**Task:** Filter the data for lines with the word "hanging", then copy every line so identified.

The data below:

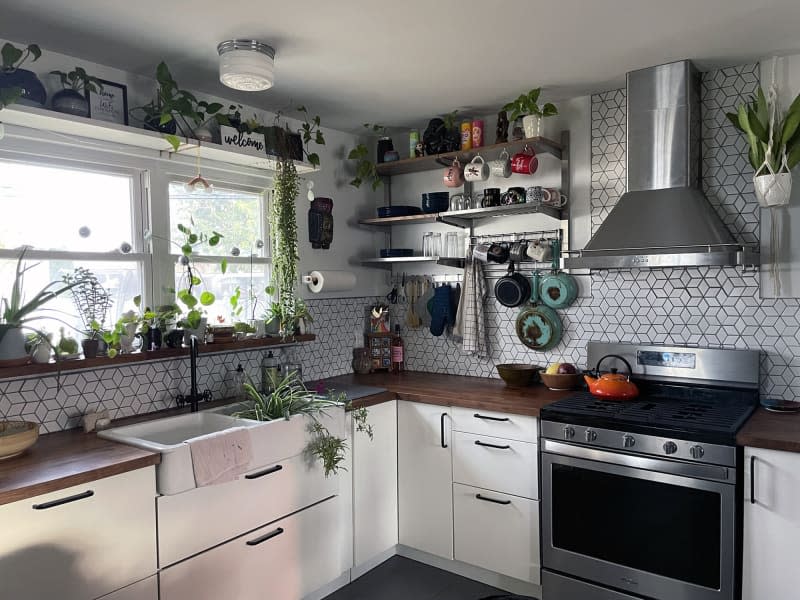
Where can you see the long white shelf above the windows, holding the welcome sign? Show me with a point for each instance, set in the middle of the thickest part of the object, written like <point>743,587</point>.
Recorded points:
<point>56,122</point>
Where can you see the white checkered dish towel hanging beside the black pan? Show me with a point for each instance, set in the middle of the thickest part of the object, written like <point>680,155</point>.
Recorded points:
<point>470,325</point>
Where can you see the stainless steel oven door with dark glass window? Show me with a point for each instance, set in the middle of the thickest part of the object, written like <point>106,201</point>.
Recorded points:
<point>655,528</point>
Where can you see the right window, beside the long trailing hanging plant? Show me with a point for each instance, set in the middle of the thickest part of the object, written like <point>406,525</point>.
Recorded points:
<point>239,216</point>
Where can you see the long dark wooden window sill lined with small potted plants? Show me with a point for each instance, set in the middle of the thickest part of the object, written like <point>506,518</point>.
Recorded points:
<point>103,362</point>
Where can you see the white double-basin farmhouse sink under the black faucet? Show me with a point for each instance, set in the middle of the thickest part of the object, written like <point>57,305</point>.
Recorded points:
<point>272,441</point>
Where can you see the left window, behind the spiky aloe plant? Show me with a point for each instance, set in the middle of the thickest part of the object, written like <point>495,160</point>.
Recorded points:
<point>71,217</point>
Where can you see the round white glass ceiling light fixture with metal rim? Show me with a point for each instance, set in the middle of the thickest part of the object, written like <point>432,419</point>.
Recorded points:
<point>246,65</point>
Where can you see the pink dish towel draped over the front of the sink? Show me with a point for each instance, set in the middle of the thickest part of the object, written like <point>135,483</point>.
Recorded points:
<point>221,456</point>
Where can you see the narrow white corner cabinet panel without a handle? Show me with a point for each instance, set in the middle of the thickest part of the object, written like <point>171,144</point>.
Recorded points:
<point>375,484</point>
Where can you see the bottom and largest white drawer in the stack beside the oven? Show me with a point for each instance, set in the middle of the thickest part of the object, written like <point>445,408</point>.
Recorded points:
<point>498,532</point>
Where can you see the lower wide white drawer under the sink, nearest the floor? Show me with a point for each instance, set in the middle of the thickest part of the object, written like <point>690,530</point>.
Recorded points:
<point>285,560</point>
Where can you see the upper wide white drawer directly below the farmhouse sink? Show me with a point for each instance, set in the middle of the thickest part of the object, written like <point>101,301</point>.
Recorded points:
<point>195,520</point>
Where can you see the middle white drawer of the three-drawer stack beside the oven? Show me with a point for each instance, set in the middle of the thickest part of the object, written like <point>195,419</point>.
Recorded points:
<point>499,464</point>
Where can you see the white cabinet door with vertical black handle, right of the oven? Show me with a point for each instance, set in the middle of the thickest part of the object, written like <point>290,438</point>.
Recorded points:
<point>771,525</point>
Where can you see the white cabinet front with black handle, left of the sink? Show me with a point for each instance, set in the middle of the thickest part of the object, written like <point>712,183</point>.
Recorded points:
<point>81,542</point>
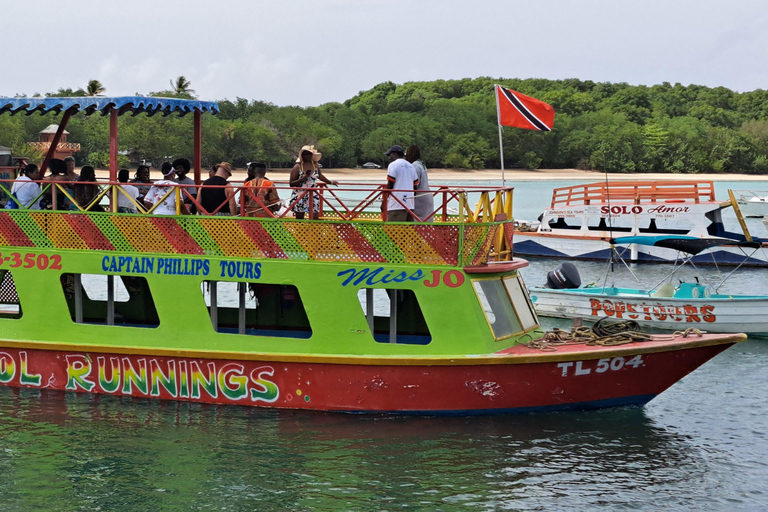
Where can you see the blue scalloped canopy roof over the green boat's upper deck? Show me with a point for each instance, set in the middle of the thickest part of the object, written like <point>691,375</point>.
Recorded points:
<point>133,104</point>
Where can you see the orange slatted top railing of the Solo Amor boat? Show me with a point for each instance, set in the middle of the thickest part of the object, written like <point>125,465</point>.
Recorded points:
<point>634,192</point>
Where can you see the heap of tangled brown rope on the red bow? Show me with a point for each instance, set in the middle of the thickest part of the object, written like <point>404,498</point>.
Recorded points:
<point>606,332</point>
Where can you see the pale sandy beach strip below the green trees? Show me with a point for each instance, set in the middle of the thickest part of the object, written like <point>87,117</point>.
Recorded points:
<point>510,175</point>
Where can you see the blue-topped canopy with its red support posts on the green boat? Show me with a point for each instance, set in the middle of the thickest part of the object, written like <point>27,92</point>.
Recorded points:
<point>114,107</point>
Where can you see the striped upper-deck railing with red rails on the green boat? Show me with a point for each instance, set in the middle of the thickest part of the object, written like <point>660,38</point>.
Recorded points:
<point>350,226</point>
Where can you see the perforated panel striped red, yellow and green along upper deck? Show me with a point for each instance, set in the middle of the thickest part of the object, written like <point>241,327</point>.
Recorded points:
<point>450,244</point>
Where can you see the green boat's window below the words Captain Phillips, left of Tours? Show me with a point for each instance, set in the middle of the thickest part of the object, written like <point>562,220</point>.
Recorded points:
<point>111,300</point>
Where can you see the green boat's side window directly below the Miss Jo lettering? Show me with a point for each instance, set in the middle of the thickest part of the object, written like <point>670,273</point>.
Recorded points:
<point>394,316</point>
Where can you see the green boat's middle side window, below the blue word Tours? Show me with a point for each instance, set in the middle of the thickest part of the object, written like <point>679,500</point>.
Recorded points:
<point>256,309</point>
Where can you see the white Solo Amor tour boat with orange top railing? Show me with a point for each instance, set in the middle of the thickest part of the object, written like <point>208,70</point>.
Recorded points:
<point>582,219</point>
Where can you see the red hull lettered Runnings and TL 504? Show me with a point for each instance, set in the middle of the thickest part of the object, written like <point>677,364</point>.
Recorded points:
<point>516,380</point>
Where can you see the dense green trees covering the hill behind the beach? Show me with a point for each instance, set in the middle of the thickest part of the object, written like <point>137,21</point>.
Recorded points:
<point>604,126</point>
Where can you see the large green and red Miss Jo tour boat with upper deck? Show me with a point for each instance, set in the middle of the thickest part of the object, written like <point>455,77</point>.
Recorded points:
<point>347,313</point>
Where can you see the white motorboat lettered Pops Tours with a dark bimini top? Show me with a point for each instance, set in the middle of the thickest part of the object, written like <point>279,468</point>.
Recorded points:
<point>672,304</point>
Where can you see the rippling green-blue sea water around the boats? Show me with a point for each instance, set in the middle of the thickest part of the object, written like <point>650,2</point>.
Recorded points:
<point>701,445</point>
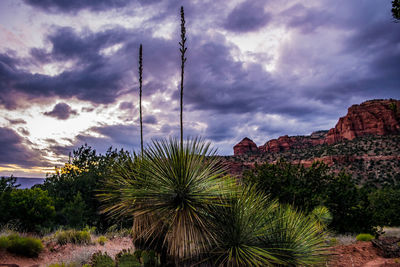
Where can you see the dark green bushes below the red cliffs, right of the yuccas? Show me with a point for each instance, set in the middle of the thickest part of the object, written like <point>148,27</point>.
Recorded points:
<point>308,188</point>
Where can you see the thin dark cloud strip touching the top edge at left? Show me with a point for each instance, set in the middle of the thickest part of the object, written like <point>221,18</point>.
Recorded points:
<point>71,6</point>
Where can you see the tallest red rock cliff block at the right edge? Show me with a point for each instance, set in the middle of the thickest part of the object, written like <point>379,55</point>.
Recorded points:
<point>375,117</point>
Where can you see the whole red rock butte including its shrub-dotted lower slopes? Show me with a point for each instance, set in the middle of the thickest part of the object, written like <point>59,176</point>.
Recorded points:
<point>364,143</point>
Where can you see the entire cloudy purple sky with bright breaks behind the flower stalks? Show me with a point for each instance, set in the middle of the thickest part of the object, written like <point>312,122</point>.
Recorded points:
<point>256,68</point>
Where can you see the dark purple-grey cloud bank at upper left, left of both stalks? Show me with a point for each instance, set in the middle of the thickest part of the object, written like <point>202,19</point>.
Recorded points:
<point>95,78</point>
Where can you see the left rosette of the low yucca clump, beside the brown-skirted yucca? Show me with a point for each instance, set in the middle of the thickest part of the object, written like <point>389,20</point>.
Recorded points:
<point>237,226</point>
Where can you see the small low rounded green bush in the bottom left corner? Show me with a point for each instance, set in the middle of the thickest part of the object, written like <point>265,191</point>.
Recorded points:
<point>24,246</point>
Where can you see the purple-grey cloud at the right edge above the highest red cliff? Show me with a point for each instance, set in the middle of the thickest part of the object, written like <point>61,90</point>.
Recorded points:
<point>378,75</point>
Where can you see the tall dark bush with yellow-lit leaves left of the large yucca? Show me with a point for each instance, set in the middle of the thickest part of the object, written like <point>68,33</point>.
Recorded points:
<point>74,186</point>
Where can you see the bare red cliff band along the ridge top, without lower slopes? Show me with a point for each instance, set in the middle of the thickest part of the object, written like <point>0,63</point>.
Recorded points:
<point>373,117</point>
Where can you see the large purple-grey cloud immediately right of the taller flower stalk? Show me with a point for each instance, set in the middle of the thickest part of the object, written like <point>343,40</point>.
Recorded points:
<point>218,82</point>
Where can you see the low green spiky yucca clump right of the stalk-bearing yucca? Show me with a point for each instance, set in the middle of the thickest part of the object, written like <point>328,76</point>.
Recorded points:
<point>251,230</point>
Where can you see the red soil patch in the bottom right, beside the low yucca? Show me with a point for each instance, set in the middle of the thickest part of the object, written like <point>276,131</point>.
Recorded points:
<point>360,254</point>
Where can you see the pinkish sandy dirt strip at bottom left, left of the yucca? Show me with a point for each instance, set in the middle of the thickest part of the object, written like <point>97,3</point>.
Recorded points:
<point>67,253</point>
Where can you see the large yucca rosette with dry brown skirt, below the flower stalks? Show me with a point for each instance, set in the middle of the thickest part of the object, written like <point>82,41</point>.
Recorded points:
<point>170,195</point>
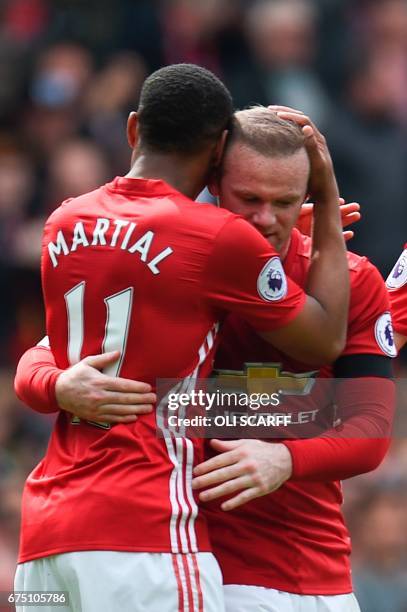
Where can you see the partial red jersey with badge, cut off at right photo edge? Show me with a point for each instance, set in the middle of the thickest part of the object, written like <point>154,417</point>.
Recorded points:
<point>397,286</point>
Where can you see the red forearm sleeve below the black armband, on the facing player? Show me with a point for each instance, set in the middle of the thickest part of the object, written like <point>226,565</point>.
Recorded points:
<point>356,447</point>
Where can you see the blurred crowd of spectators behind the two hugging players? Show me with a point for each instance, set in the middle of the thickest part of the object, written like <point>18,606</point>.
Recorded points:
<point>70,71</point>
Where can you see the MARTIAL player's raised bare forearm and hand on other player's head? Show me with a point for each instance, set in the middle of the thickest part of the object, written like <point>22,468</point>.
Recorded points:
<point>325,315</point>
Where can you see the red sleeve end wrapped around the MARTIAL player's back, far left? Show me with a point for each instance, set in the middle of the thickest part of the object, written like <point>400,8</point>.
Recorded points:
<point>35,379</point>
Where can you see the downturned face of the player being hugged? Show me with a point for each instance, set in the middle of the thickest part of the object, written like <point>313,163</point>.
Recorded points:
<point>266,191</point>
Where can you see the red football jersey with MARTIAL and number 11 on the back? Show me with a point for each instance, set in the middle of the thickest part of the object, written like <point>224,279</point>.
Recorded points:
<point>135,266</point>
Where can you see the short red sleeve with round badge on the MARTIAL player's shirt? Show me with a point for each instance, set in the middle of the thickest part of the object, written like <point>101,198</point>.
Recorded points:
<point>245,275</point>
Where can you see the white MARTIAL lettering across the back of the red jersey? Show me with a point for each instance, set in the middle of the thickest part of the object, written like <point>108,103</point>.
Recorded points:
<point>121,238</point>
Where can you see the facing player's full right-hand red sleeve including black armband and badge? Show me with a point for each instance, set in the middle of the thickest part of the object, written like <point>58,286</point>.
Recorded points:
<point>365,393</point>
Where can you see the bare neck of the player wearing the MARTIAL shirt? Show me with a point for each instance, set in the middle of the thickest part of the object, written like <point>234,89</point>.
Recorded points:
<point>185,176</point>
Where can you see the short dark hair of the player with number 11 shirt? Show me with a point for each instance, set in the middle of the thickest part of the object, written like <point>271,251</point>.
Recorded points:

End of The data.

**Response area:**
Where can you see the white checkered dish towel hanging beside the black pan? Show me with a point for each instance, set in the middle of the thickest part of the object, written like <point>680,155</point>.
Where can you see the right window, beside the long trailing hanging plant? Show me with a point for each instance, set in the middle of the thickest part of the object, written like <point>406,525</point>.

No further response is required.